R. Elkrief Vous êtes ministre délégué à la Santé, mais aussi une des personnalités françaises qui connaît le mieux la situation dans le monde et évidemment, elle nous concerne tous. Etes-vous d'accord avec A. Duhamel qui, à l'instant, disait que finalement, en France, ont était assez proche de l'Amérique et que les dissensions habituelles qu'on avait discernées pendant la guerre du Golfe ne se faisaient pas encore ressentir ?
- "S'il y avait des dissensions, elles seraient quand même difficiles à exprimer après ce qui s'est passé aux Etats-Unis. Il y a, devant cet effroyable événement, une volonté de se trouver aux côtés des Américains. Ce qui a été affirmé par le président de la République, par le Premier ministre. Seulement, personne ne sait ce qui va se passer pour le moment."
Comment interprétez-vous le discours de G. Bush de cette nuit ? Est-ce que vous avez le sentiment qu'il va se précipiter, qu'il y a une action militaire prochaine ? Ou est-il plus prudent que prévu ?
- "Il était dans la même tonalité : patriotique et décidé. Ce qui se dessine n'est pas immédiatement - mais personne n'en sait rien - une guerre telle qu'on l'envisageait. Il n'y aura pas de guerre. Contre qui y aurait-il la guerre ? Il y a une pression et sans doute des opérations longues, qui comprendront beaucoup de renseignements, probablement des actions, mais également une détermination qui sera internationale en l'occurrence, pour lutter par exemple contre le terrorisme financier, contre les trafics, les paradis fiscaux, contre tout ce qui est inacceptable après ce qu'on a vu, après qu'on ait assisté non seulement à cette horreur, à ces crimes prononcés au nom de Dieu, mais aussi aux bénéfices financiers que ces personnages ignobles en tirent."
###
- À faire
A: Reproduisez à l'identique le passage de l'entretien, en partant des mots « R. Elkrief Vous » et en terminant après « encore ressentir ? ».
B: Reprenez l'entretien avec le ministre délégué à la Santé après sa dernière phrase et prolongez-le.
###
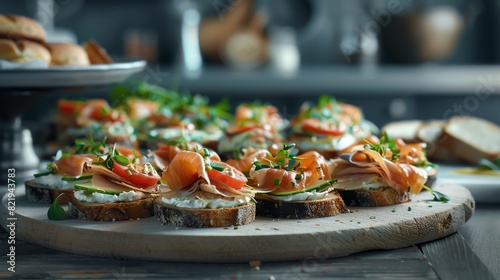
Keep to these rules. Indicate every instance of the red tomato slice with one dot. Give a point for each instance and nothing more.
(320, 127)
(69, 107)
(140, 180)
(240, 129)
(228, 177)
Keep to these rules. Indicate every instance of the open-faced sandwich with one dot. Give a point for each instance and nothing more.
(254, 126)
(160, 115)
(381, 172)
(289, 185)
(67, 169)
(79, 119)
(328, 127)
(122, 187)
(60, 177)
(204, 193)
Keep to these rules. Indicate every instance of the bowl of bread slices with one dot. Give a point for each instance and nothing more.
(23, 41)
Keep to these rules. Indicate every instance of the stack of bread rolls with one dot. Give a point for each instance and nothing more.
(22, 40)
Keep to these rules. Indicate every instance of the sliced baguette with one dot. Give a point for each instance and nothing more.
(373, 198)
(45, 195)
(201, 218)
(431, 133)
(117, 211)
(331, 205)
(472, 138)
(406, 130)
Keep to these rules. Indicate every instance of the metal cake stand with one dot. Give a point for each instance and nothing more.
(21, 88)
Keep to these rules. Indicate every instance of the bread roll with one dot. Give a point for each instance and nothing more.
(20, 27)
(96, 54)
(67, 54)
(23, 51)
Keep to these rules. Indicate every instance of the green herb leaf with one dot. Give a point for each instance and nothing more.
(438, 196)
(485, 164)
(123, 160)
(56, 212)
(217, 166)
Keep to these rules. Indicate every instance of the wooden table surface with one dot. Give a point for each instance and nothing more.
(472, 253)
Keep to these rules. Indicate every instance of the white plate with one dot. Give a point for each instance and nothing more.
(484, 188)
(71, 76)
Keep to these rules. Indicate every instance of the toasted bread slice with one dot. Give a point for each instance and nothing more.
(372, 198)
(117, 211)
(472, 138)
(431, 133)
(45, 195)
(406, 130)
(331, 205)
(200, 218)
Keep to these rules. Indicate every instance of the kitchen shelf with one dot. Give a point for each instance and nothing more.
(353, 80)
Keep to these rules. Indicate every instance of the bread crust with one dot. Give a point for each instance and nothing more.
(45, 195)
(21, 27)
(373, 198)
(23, 51)
(117, 211)
(67, 54)
(331, 205)
(96, 54)
(464, 150)
(202, 218)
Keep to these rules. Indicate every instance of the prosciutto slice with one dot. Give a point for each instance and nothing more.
(354, 170)
(74, 165)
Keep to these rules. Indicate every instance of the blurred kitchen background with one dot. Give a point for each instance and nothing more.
(396, 59)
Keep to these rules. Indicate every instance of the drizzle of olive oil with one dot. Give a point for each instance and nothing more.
(477, 171)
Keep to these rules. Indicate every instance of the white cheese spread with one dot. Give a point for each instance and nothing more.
(95, 197)
(56, 182)
(313, 195)
(197, 203)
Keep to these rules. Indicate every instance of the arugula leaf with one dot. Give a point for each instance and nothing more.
(386, 143)
(485, 164)
(438, 196)
(56, 212)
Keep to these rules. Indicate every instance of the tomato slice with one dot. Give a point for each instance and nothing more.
(229, 177)
(139, 179)
(69, 107)
(240, 129)
(321, 127)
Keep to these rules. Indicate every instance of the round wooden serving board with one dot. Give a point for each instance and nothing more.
(265, 240)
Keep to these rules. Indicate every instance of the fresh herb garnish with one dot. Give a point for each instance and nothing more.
(425, 164)
(112, 157)
(386, 143)
(438, 196)
(217, 166)
(485, 164)
(90, 146)
(56, 212)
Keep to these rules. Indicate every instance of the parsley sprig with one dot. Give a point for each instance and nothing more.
(386, 144)
(284, 159)
(438, 196)
(115, 156)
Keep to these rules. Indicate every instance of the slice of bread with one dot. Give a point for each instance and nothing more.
(331, 205)
(472, 138)
(200, 218)
(117, 211)
(406, 130)
(372, 198)
(431, 133)
(45, 195)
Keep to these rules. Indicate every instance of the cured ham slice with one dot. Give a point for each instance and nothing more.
(367, 166)
(74, 165)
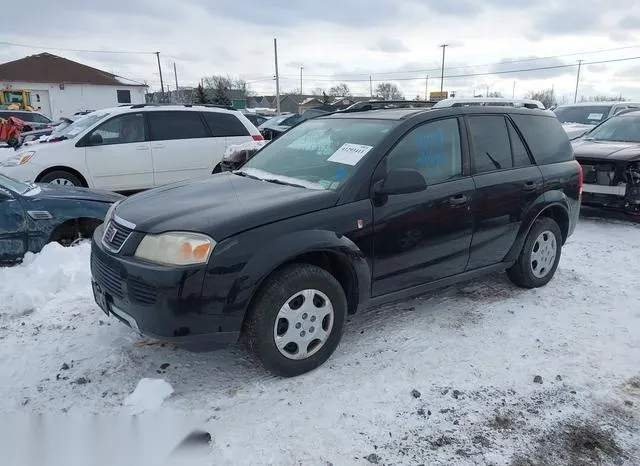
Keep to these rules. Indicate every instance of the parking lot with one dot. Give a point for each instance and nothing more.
(484, 373)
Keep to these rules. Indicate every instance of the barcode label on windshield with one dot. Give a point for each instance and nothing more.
(349, 154)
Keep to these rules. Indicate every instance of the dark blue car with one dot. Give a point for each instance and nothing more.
(32, 215)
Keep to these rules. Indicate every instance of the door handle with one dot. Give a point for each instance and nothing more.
(459, 199)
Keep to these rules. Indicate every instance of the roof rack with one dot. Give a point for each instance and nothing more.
(226, 107)
(387, 104)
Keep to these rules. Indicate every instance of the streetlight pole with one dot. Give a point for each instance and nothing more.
(575, 96)
(444, 47)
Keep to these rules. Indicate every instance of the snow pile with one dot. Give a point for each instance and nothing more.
(250, 145)
(55, 272)
(148, 395)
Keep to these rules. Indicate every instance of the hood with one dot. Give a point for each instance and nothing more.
(220, 205)
(52, 191)
(605, 150)
(575, 130)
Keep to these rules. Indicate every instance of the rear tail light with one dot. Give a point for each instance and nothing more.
(580, 178)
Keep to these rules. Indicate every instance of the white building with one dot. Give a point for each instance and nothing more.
(61, 87)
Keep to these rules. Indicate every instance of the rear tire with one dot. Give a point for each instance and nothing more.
(296, 319)
(61, 178)
(540, 255)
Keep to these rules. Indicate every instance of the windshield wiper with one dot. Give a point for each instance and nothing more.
(245, 174)
(286, 183)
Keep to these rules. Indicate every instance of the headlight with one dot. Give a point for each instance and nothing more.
(18, 159)
(110, 212)
(176, 248)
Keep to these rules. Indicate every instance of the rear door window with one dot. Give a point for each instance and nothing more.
(545, 137)
(176, 125)
(225, 124)
(491, 143)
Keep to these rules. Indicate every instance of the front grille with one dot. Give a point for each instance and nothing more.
(115, 235)
(107, 277)
(142, 292)
(599, 173)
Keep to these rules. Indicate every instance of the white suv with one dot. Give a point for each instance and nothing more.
(134, 147)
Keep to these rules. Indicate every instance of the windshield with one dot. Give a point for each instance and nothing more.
(620, 128)
(584, 115)
(318, 154)
(14, 185)
(80, 125)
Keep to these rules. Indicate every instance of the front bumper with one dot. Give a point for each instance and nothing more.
(160, 302)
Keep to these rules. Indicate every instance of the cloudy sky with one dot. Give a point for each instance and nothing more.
(348, 41)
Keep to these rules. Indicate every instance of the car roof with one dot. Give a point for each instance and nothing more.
(407, 113)
(598, 104)
(160, 107)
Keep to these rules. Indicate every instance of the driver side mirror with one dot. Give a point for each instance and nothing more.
(95, 139)
(401, 181)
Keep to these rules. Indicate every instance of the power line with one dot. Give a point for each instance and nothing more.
(506, 62)
(468, 75)
(12, 44)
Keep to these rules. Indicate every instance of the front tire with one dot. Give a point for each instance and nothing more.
(61, 178)
(540, 255)
(296, 320)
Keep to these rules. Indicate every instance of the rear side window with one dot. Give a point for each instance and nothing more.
(491, 143)
(518, 150)
(225, 124)
(176, 125)
(545, 137)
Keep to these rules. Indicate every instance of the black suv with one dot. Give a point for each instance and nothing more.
(342, 212)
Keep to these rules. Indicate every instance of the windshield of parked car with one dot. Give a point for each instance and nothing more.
(583, 114)
(14, 185)
(80, 125)
(624, 128)
(318, 154)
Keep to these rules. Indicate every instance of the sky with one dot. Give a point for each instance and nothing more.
(348, 41)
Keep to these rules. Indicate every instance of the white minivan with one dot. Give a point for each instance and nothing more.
(134, 147)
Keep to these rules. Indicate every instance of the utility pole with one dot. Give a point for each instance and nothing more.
(160, 71)
(444, 47)
(575, 96)
(426, 88)
(275, 53)
(175, 74)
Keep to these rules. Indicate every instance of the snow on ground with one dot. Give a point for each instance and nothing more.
(483, 373)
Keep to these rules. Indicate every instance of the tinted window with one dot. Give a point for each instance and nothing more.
(624, 128)
(124, 97)
(491, 143)
(545, 137)
(225, 124)
(518, 150)
(122, 129)
(176, 125)
(432, 148)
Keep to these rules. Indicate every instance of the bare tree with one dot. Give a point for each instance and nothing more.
(340, 90)
(546, 96)
(388, 91)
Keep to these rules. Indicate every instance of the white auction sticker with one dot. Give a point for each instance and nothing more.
(349, 154)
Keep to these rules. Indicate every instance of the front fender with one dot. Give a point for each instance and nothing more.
(269, 255)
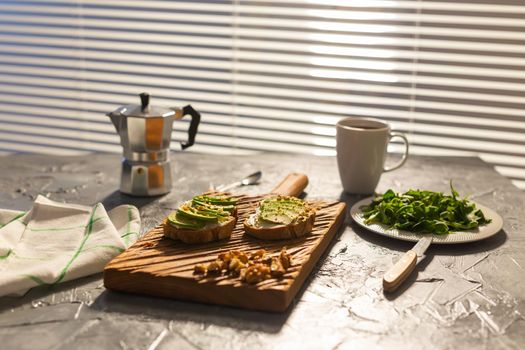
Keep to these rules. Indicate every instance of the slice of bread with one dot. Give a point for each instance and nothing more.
(268, 231)
(210, 233)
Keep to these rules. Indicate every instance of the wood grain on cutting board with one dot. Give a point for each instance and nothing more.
(159, 266)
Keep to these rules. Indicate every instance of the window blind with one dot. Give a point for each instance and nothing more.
(268, 75)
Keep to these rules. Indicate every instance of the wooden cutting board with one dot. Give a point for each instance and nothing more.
(159, 266)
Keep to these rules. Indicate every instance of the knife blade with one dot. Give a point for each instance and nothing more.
(402, 268)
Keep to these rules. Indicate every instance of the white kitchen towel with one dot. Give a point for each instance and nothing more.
(56, 242)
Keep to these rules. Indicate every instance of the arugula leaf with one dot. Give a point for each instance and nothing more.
(424, 211)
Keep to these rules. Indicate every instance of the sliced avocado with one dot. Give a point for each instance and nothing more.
(197, 203)
(216, 200)
(183, 222)
(281, 210)
(196, 215)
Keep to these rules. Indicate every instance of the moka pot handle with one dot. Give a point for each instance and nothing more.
(194, 125)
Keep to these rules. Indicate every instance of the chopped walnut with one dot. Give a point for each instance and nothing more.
(200, 269)
(276, 267)
(252, 268)
(256, 273)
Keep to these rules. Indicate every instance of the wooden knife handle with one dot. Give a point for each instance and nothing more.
(400, 271)
(292, 185)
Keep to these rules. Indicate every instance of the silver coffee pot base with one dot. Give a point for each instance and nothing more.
(145, 178)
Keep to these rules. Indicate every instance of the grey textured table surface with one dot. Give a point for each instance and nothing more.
(468, 296)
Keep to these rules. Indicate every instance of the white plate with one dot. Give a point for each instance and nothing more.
(480, 233)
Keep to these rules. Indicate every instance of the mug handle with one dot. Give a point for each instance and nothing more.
(194, 124)
(405, 154)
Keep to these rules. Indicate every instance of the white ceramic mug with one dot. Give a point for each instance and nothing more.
(361, 152)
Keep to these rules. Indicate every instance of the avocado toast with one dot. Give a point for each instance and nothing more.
(280, 217)
(202, 219)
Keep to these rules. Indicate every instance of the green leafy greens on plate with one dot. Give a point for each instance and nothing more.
(424, 212)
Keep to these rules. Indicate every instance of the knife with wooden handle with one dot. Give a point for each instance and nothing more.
(292, 185)
(404, 266)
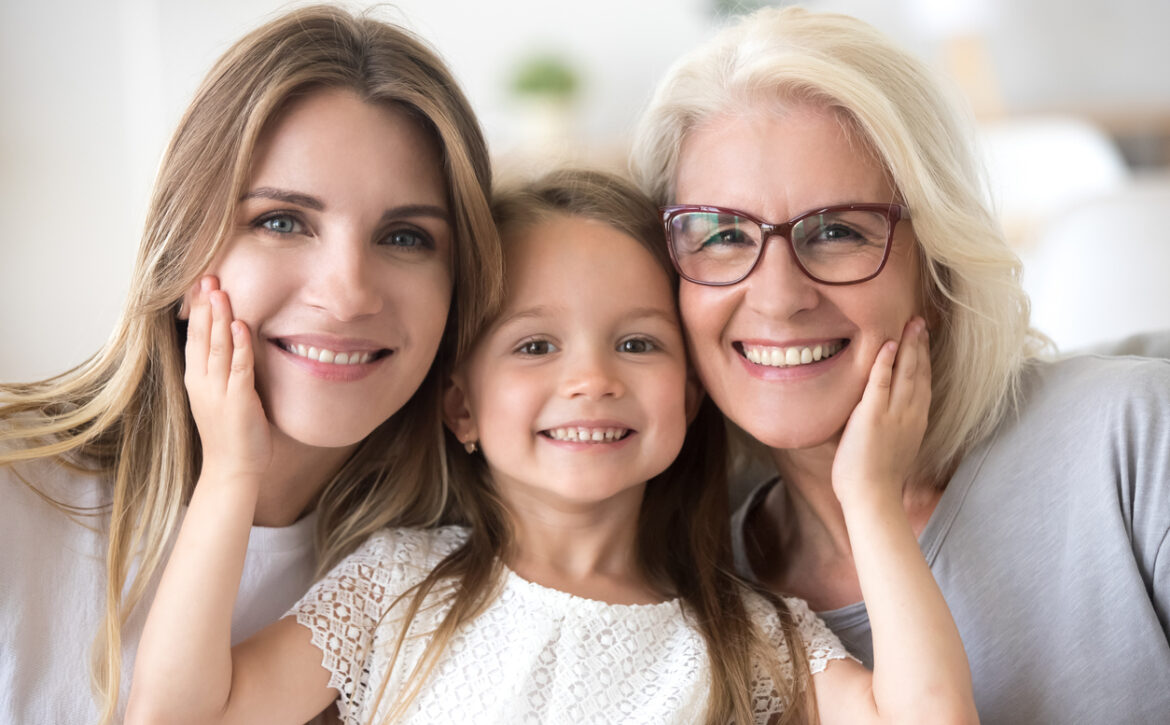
###
- Réponses rédigées
A:
R. Elkrief Vous êtes ministre délégué à la Santé, mais aussi une des personnalités françaises qui connaît le mieux la situation dans le monde et évidemment, elle nous concerne tous. Etes-vous d'accord avec A. Duhamel qui, à l'instant, disait que finalement, en France, ont était assez proche de l'Amérique et que les dissensions habituelles qu'on avait discernées pendant la guerre du Golfe ne se faisaient pas encore ressentir ?

B:
Vous qui connaissez bien l'Afghanistan, A. Madelin disait, hier, que finalement, ce n'était pas si difficile et qu'il fallait aller libérer l'Afghanistan des taliban et soutenir les amis du commandant Massoud décédé. Comme si cela était évident, qu'on avait failli dans le passé et que maintenant, il fallait rattraper nos erreurs.
- "Hélas, nos erreurs ont été commises. A. Madelin a tort en ce qui concerne le terrain : c'est très difficile. Les Russes s'y sont cassés les dents. Beaucoup de forces engagées s'y sont perdues. La bataille sur le terrain est vraiment très compliquée. Je ne crois pas d'ailleurs que les Américains l'envisagent. Seulement, là où il a raison, c'est que nous avons tous été coupables de laisser assassiner le commandant Massoud et de ne pas défendre en général les démocrates dans les pays musulmans où ils se sentent bien seuls."
Cela va changer ?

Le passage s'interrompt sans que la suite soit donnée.